** Opening Quoted passage block **

Reference Sites
A chance meeting at the HL7 UK conference between Richard Timms, IT manager from West Suffolk Hospital (WSH) and Adam Towler, Bluewire's MD led to our second development partnership.
The hospital had identified a need to effect improvements in the management of the discharge prescription process in order to alleviate the bed-blocking problems associated with delays in patients being able to go home, following their discharge confirmation.
Recognising that replacing their existing paper TTO form (to take out) with improved IT systems would be part of the answer, Mark McNally and Richard Timms from the IT Management Team at WSH invited Bluewire to work with them and the Pharmacy Team to develop a solution that would model and integrate with their existing practices.
The hospital already had a home grown discharge tracking system and a pharmacy stock control system but there was a desire to improve the quality and timeliness of TTO / discharge letters to GPs. It was critical that the system would be acceptable to pharmacy. Ideally, pharmacy would have liked full blown electronic prescribing and drug administration, but there were insufficient resources to fund this. The existing pharmacy system supplier was able to provide a discharge letter module, but this was limited in its scope and offered limited formatting and Microsoft Word integration
The following objectives were identified:
- Provide an effective solution capable of embracing current working practices
- Streamline current working practices
- Improve the overall patient discharge timescales
- Provide electronic TTO request to Pharmacy and reverse communication to the ward regarding the prescription readiness status
- Include Pharmacy approved drugs picking list for prescribers
- Provide audit of TTO prescribing, amendments, dispensing and timescales
Once the objectives were established, the Development Team at Bluewire, working very closely with the WSH Teams, produced a solution ready to trial in just 10 weeks. The acute admissions ward was chosen as a pilot ward for the trial and went live in March 2007. Following a period of evaluation, the system was extended to a second surgical ward, and then a number of further changes were made leading to a second version of the new module in August 2007.

** Closing Quoted passage block **

What is expected - Please repeat word for word the part of the West Suffolk Hospital case study starting with "Recognising that replacing" and going on through "their existing practices.". Draw only on the West Suffolk Hospital case study above.

** Opening Data to examine block **

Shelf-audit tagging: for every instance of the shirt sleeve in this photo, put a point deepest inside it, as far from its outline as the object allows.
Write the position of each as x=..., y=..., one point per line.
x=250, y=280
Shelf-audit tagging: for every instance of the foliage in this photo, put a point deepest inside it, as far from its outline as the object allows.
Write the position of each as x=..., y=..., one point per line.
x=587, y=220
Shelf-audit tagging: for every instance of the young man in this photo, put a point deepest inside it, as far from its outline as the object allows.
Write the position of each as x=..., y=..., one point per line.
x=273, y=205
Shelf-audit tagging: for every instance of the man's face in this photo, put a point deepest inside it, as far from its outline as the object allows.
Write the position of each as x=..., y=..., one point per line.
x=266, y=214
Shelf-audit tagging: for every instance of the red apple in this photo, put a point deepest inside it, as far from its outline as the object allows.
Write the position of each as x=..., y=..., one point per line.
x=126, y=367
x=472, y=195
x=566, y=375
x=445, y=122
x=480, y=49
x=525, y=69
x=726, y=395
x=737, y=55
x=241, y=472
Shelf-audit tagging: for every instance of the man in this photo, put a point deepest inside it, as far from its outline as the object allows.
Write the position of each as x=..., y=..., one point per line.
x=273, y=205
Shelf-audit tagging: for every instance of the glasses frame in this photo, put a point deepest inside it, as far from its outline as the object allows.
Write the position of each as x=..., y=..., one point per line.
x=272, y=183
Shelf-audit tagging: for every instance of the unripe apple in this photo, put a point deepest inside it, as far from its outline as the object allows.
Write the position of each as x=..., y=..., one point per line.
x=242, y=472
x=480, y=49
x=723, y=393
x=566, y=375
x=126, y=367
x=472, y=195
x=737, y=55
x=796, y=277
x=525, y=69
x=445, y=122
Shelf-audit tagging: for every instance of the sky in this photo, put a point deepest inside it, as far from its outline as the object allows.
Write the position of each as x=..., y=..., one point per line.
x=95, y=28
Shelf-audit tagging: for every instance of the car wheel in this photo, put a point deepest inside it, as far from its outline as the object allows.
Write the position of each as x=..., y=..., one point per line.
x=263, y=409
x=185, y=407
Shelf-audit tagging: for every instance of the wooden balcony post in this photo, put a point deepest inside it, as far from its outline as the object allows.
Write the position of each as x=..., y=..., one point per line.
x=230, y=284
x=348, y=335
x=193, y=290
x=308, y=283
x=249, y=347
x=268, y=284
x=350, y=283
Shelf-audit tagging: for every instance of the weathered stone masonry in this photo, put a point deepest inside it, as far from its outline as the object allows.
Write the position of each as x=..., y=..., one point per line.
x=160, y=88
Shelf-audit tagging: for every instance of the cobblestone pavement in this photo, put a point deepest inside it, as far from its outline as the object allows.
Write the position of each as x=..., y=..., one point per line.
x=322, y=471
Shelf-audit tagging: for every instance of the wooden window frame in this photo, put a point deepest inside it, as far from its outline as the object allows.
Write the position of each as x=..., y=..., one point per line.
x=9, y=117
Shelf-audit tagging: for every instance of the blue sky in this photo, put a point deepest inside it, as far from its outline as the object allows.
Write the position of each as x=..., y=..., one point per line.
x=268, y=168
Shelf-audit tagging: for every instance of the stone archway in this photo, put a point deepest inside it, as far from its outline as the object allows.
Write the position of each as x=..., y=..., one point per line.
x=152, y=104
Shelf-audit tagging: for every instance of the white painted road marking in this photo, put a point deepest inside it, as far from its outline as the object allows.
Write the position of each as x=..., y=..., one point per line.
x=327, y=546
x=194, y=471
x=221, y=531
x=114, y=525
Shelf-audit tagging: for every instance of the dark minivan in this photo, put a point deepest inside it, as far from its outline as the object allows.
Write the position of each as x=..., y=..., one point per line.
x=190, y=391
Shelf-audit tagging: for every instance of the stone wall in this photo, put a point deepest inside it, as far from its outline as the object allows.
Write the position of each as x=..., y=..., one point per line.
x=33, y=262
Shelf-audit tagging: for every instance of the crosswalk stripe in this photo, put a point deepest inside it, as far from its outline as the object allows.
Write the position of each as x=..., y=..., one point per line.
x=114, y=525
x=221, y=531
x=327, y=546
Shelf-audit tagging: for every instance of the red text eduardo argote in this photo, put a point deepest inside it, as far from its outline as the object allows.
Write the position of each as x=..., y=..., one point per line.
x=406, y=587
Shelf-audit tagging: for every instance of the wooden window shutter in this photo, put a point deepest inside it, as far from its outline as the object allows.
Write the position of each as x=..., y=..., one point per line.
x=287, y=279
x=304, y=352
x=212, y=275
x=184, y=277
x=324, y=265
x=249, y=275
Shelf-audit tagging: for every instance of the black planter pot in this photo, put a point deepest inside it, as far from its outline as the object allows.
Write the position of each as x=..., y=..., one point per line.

** Closing Data to examine block **

Task result -
Recognising that replacing their existing paper TTO form (to take out) with improved IT systems would be part of the answer, Mark McNally and Richard Timms from the IT Management Team at WSH invited Bluewire to work with them and the Pharmacy Team to develop a solution that would model and integrate with their existing practices.